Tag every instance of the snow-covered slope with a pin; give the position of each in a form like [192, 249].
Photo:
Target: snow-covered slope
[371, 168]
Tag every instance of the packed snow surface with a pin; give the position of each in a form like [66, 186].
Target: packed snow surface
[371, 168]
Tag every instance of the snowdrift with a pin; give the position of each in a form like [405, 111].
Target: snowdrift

Work instructions ▸ Please edit the items above so that "pin" becomes "marker" wherever it occurs, keeping every other word the same.

Output of the task ▸
Tag every instance of the snow-covered slope with a marker; give the position of each in a form like [192, 249].
Photo:
Target: snow-covered slope
[371, 168]
Tag every instance of the packed snow surface with a marker; give the position of each in a form like [66, 186].
Target: packed snow surface
[371, 168]
Tag every instance of the snowdrift with a marker; give the position of each in a form like [405, 111].
Target: snowdrift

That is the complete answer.